**Problem statement:**
List each distinct name that appears on the line after a "speaker" heading in the call transcript below.
-- Start Article --
We will now be conducting a question and answer session. If you would like to ask a question, please press star one on your telephone keypad. A confirmation tone will indicate your line is in the question queue. You may press star two if you would like to remove your question from the queue. For participants using speaker equipment, it may be necessary to pick up your handset before pressing the star keys.

speaker
Multimax

One moment, please, while we poll for your questions. Our first question has come from the line of Brent Dealman with DA Davidson.

speaker
Operator

Please proceed with your questions.

speaker
Brent

Hey, thank you. Congratulations on a really strong start to the year.

speaker
José Manuel

Thanks Brent.

speaker
Brent

Yeah, I guess, you know, maybe I'll pick on the margin outlook. Obviously you've taken it up, but you had really extraordinary margins this, this quarter and you know, what tends to be a little seasonally slower quarter doesn't look like anything sort of transitory in terms of benefits. So just wanted to get your views on why you couldn't repeat this sort of gross margin performance going forward, Santiago.

speaker
José Manuel

Okay, so a couple of things there. First one is the mix of business, Brent. We did expect the installation segment to have lower revenues within the first half of the year. We are raising our gross margin outlook to mid to high 30s from the mid 30s that we had previously. So I do think that going forward, our gross margin is going to be higher. Based on mix, we just don't know that it's going to be, you know, 40, 41% like we saw this year. But other than that, from an input perspective, you know, raw materials should not be a headwind, you know, as we mentioned earlier. During the call, we are hedged on a large portion of aluminum. Through the joint venture, we have a stable supply of glass. So we are not seeing inflationary pressures that would cause the gross margins to come down. It's going to be more a mixed type of question as to whether manufacturing continues to grow at this pace. But if we do continue to grow into manufacturing as opposed to to installation, the expectation is for them to move higher. So, you know, the mid to high 30s comment was associated with what we're seeing based on input costs and based on the revenue mix that we're expecting going forward for the rest of the year.
-- End Article --
-- Start Data --
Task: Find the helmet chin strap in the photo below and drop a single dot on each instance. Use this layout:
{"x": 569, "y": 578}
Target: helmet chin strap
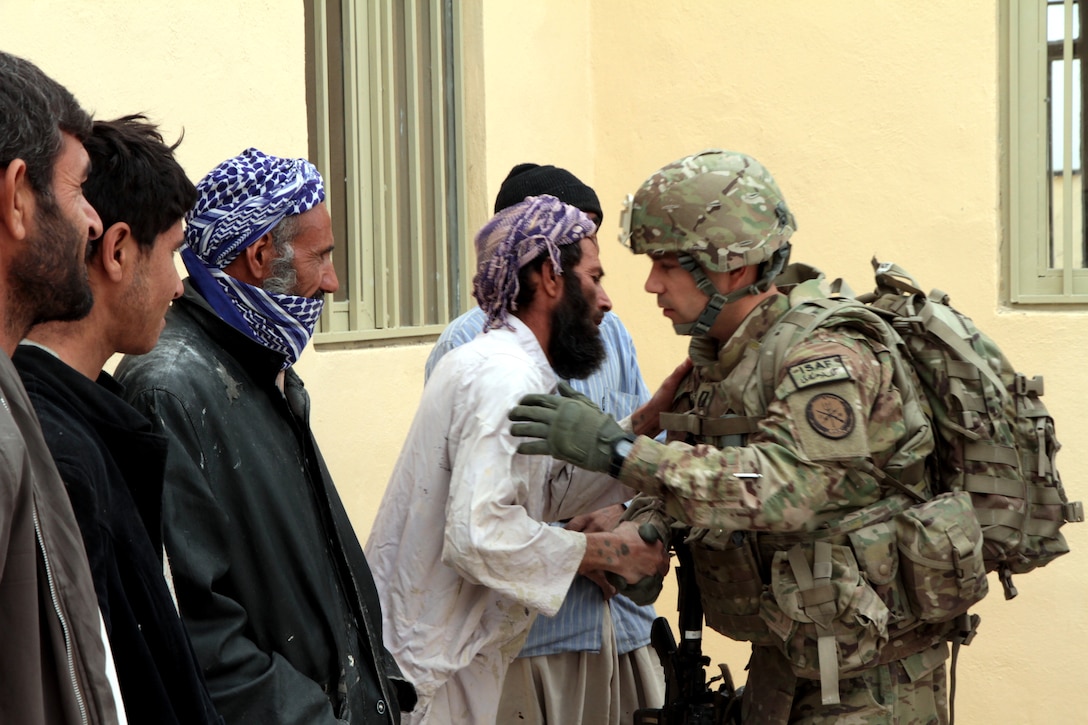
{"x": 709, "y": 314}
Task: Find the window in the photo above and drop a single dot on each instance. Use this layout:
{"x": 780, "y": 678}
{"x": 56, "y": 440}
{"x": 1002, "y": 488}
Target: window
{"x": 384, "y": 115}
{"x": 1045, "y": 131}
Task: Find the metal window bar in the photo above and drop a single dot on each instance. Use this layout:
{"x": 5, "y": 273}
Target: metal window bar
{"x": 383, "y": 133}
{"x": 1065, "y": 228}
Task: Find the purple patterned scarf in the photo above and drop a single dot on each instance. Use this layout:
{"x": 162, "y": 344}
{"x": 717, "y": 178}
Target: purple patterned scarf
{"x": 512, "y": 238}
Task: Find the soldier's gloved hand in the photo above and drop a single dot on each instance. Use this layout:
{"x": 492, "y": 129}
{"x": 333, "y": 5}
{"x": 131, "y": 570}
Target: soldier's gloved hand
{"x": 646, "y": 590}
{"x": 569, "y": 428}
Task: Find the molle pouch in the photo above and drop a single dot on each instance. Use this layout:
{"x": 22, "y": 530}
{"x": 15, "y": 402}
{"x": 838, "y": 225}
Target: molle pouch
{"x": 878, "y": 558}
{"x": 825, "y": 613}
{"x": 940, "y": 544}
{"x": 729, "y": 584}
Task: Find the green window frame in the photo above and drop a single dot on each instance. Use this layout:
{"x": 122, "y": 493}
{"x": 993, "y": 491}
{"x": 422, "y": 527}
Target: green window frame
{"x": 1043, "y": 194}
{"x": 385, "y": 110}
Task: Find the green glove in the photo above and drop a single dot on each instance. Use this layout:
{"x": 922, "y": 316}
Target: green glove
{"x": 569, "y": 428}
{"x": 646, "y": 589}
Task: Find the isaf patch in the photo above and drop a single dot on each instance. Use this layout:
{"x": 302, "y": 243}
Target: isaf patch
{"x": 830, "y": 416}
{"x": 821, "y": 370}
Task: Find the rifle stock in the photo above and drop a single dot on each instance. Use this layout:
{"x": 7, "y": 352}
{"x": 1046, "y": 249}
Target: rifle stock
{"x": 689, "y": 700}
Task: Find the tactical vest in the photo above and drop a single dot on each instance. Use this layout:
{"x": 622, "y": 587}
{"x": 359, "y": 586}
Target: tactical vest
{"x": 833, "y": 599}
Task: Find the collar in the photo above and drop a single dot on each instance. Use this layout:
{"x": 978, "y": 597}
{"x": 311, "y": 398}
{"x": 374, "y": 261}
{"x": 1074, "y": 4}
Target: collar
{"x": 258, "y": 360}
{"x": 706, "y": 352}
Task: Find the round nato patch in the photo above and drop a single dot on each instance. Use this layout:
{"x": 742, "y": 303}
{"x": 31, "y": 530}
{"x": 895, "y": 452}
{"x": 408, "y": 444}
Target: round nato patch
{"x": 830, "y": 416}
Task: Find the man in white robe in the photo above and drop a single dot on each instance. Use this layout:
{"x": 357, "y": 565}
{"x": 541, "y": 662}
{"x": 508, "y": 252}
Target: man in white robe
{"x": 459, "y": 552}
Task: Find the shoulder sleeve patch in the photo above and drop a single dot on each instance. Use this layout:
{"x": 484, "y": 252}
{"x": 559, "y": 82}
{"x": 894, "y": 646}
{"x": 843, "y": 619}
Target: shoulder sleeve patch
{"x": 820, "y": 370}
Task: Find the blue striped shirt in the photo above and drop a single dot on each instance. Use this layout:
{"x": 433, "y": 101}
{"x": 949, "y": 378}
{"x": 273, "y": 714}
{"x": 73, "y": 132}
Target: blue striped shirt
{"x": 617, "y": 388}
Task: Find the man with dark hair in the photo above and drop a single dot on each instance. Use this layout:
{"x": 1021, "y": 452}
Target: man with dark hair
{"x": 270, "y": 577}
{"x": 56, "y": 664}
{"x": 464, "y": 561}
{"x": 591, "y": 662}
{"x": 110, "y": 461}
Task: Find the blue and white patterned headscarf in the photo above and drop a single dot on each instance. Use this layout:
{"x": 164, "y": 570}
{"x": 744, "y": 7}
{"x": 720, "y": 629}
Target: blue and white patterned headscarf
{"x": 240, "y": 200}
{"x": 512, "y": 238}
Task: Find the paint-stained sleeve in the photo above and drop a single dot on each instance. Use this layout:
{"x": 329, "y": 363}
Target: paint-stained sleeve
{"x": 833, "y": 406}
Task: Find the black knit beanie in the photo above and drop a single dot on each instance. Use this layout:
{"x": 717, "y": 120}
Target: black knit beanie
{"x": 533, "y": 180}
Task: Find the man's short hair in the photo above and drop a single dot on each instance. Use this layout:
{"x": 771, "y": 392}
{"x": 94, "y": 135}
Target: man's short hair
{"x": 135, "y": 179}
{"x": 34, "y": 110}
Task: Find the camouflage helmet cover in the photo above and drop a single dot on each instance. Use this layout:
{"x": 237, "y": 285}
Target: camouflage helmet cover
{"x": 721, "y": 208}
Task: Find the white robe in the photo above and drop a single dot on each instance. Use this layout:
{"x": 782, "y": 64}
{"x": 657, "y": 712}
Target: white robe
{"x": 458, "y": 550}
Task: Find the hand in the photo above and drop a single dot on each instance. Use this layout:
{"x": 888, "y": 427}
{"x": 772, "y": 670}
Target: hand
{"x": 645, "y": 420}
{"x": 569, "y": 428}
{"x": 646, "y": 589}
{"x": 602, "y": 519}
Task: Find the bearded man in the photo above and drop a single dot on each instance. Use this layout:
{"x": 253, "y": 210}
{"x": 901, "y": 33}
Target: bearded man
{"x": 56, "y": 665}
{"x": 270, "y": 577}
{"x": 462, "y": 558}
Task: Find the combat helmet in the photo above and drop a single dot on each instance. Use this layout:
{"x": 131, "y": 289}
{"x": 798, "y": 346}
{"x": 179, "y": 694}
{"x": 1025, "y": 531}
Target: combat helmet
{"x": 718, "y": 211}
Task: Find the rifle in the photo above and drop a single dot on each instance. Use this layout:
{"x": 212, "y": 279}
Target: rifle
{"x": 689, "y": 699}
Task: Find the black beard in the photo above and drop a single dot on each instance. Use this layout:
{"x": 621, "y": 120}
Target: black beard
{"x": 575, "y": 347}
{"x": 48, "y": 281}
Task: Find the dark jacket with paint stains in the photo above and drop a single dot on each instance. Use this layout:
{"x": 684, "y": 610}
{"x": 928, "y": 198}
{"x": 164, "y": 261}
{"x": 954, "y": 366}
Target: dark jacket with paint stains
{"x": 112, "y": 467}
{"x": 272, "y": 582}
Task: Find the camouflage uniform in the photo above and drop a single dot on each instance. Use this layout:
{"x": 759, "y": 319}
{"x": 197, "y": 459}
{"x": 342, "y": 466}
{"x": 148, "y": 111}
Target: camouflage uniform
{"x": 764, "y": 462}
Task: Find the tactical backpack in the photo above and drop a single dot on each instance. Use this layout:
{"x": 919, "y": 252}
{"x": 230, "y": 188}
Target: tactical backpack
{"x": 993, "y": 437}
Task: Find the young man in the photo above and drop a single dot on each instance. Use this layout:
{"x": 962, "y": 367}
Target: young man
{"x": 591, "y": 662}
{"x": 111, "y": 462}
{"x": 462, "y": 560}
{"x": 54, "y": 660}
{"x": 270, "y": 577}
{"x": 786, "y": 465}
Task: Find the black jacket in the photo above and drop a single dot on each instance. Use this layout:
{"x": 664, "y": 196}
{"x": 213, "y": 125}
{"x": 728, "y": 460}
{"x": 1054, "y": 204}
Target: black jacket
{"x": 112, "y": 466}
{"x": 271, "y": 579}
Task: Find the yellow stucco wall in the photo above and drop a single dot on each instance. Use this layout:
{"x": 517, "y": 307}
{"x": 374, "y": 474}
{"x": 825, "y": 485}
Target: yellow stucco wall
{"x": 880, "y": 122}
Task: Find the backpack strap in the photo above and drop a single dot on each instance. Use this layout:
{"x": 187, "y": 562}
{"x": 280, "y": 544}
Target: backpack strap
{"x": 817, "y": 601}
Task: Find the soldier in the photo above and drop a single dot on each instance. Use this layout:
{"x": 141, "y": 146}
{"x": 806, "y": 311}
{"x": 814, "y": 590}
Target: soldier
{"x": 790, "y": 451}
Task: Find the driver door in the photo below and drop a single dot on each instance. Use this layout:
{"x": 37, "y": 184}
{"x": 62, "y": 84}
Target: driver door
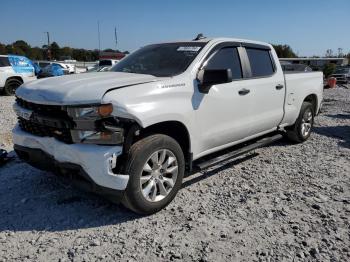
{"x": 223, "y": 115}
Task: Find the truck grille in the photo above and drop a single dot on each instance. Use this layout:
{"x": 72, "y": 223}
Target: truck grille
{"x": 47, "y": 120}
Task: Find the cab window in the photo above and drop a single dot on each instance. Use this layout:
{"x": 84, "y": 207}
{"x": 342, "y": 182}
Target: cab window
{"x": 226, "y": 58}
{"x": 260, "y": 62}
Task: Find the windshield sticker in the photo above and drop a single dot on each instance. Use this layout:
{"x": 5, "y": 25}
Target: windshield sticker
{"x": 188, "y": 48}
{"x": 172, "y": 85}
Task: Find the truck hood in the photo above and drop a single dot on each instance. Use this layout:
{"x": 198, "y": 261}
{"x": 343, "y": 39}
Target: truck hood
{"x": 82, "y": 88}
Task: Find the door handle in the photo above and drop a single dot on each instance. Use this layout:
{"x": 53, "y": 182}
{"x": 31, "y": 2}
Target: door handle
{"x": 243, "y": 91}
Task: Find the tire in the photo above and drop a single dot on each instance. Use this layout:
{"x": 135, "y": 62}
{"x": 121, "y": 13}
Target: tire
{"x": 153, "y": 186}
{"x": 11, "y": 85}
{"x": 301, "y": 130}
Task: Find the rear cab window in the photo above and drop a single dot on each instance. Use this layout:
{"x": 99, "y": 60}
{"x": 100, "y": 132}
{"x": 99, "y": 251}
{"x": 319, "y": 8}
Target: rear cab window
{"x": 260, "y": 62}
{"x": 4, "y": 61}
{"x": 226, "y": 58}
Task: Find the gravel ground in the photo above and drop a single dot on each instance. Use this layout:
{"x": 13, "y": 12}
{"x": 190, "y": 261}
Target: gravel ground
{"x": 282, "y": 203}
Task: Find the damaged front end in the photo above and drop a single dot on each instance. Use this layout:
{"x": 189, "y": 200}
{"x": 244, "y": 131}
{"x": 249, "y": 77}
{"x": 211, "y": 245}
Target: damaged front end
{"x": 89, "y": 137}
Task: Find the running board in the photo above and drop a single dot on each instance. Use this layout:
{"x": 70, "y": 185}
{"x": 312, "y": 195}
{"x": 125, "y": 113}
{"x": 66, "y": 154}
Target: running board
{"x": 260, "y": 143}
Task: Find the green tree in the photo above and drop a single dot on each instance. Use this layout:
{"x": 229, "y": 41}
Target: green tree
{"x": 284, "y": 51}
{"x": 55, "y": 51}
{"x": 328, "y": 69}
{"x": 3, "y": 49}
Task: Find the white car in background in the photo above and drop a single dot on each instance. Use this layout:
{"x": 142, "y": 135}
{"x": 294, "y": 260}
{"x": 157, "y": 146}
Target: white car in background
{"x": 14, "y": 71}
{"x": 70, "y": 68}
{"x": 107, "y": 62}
-- End Data --
**Task response:**
Multimax, Operator, Brent, José Manuel